▸ **Short problem**: Which rows below contain the string "head"? Report each of them in full, treating uppercase and lowercase letters as different.

[begin Dataset excerpts]

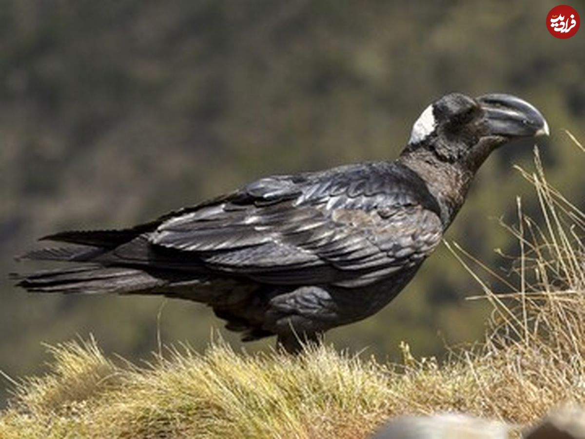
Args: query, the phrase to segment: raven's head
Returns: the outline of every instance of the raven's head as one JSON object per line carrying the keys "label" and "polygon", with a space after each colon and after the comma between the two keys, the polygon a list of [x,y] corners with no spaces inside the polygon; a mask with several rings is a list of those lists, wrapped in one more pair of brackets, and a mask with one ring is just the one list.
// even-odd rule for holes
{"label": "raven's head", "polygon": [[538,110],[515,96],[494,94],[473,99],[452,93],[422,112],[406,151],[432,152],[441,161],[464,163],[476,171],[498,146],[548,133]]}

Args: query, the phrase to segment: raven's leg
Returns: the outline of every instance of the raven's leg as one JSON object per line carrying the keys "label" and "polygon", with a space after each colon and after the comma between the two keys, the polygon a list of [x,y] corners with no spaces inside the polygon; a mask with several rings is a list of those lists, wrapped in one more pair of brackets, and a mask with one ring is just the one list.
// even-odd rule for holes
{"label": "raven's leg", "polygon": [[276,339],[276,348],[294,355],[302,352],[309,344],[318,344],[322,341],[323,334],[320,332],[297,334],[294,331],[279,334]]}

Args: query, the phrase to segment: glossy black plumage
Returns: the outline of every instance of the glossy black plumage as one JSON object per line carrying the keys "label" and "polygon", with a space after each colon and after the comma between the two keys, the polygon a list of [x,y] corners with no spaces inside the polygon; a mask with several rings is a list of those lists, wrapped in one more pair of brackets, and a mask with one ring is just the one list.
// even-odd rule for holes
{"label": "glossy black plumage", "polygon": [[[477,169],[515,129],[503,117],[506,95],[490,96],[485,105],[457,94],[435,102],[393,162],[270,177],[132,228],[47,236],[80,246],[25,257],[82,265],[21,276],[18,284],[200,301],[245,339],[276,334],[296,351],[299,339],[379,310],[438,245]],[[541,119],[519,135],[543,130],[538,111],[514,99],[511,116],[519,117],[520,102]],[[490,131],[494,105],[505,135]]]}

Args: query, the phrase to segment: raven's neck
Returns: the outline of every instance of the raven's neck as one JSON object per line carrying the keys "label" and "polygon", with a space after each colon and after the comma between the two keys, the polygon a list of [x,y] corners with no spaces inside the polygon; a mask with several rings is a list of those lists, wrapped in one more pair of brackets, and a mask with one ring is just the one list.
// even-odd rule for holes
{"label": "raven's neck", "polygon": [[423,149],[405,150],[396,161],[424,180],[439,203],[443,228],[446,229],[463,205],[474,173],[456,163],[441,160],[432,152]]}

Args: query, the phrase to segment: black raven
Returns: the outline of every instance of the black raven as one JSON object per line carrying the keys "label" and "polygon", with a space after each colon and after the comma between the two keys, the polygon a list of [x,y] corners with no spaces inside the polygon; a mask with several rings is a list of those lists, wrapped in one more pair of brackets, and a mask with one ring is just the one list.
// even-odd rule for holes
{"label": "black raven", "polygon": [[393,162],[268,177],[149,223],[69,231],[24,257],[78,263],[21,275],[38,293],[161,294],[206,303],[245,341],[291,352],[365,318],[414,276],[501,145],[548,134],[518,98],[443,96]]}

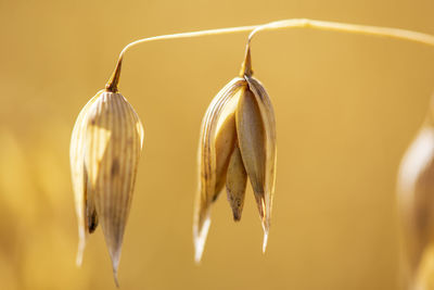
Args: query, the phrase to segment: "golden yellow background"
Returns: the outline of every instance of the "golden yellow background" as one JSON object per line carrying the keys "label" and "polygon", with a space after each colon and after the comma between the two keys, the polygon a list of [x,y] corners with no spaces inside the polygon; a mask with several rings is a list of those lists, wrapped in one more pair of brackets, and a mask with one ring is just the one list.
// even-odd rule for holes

[end Dataset excerpts]

▸ **Response to this exercise**:
Args: query, the phrase to segment: raven's head
Returns: the outline of every instance of the raven's head as one JSON object per line carrying the keys "label" and "polygon", with a space after each colon and after the comma between the two keys, the polygon a list of [x,y] corners with no spaces inside the polygon; a mask with several rings is a list of those lists, wrapped in one more pair of brackets, and a mask with one ring is just the one list.
{"label": "raven's head", "polygon": [[538,110],[515,96],[494,94],[473,99],[452,93],[422,112],[406,151],[432,152],[441,161],[464,163],[476,171],[498,146],[548,133]]}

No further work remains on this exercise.